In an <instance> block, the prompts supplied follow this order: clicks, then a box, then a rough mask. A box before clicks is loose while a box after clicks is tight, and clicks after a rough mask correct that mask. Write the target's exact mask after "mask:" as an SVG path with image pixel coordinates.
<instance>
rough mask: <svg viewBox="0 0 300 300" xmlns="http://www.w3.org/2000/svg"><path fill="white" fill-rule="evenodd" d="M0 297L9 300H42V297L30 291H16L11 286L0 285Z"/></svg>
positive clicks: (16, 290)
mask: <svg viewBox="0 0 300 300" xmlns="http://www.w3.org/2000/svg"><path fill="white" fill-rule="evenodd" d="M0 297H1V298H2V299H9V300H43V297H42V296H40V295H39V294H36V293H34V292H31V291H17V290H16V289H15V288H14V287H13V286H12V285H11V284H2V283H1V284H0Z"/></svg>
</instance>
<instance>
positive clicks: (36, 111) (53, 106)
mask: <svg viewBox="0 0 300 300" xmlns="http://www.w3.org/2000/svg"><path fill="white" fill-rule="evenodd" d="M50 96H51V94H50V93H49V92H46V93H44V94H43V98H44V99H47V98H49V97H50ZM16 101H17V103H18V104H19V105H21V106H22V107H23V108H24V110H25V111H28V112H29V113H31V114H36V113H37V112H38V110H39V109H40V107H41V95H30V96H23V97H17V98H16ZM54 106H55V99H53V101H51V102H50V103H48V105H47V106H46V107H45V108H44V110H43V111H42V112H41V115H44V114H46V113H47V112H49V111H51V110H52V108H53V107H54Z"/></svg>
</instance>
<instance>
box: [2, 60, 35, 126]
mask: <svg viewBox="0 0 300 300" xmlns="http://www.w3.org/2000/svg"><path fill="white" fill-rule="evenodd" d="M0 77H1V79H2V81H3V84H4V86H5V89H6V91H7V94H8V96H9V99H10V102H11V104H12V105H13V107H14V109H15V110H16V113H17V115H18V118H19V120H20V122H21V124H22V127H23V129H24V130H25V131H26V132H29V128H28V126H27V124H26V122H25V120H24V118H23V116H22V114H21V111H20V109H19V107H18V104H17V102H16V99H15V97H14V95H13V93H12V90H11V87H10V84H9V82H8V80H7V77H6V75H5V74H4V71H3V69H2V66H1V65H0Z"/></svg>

Problem to work on
Reproduce every line above, keeping each word exactly as it appears.

Solution to the exercise
In an <instance> block, the prompts supplied follow this order: clicks, then a box, then a rough mask. A box before clicks is loose while a box after clicks is tight, and clicks after a rough mask correct that mask. Write the target's exact mask after "mask:" as an SVG path with image pixel coordinates.
<instance>
rough mask: <svg viewBox="0 0 300 300" xmlns="http://www.w3.org/2000/svg"><path fill="white" fill-rule="evenodd" d="M0 297L9 300H42V297L30 291H16L11 286L0 285Z"/></svg>
positive clicks: (16, 290)
mask: <svg viewBox="0 0 300 300" xmlns="http://www.w3.org/2000/svg"><path fill="white" fill-rule="evenodd" d="M0 297H1V298H2V299H9V300H43V297H42V296H40V295H39V294H36V293H34V292H31V291H17V290H16V289H15V288H14V287H13V286H12V285H11V284H2V283H1V284H0Z"/></svg>
</instance>
<instance>
positive clicks: (36, 111) (53, 106)
mask: <svg viewBox="0 0 300 300" xmlns="http://www.w3.org/2000/svg"><path fill="white" fill-rule="evenodd" d="M50 96H51V94H50V93H49V92H46V93H44V94H43V98H44V99H47V98H49V97H50ZM16 101H17V103H18V104H19V105H21V106H22V107H23V108H24V110H25V111H28V112H29V113H31V114H36V113H37V112H38V110H39V109H40V107H41V95H30V96H23V97H17V98H16ZM54 106H55V99H53V101H51V102H50V103H48V105H47V106H46V107H45V108H44V110H43V111H42V112H41V115H44V114H46V113H47V112H49V111H51V110H52V108H53V107H54Z"/></svg>
</instance>
<instance>
box: [2, 60, 35, 126]
mask: <svg viewBox="0 0 300 300" xmlns="http://www.w3.org/2000/svg"><path fill="white" fill-rule="evenodd" d="M0 77H1V79H2V81H3V84H4V86H5V89H6V91H7V94H8V96H9V99H10V102H11V104H12V105H13V107H14V109H15V110H16V113H17V115H18V118H19V120H20V122H21V124H22V127H23V129H24V130H25V131H26V132H29V128H28V126H27V124H26V122H25V120H24V118H23V116H22V114H21V111H20V109H19V107H18V104H17V102H16V99H15V97H14V95H13V93H12V90H11V87H10V84H9V82H8V80H7V77H6V75H5V74H4V71H3V69H2V66H1V65H0Z"/></svg>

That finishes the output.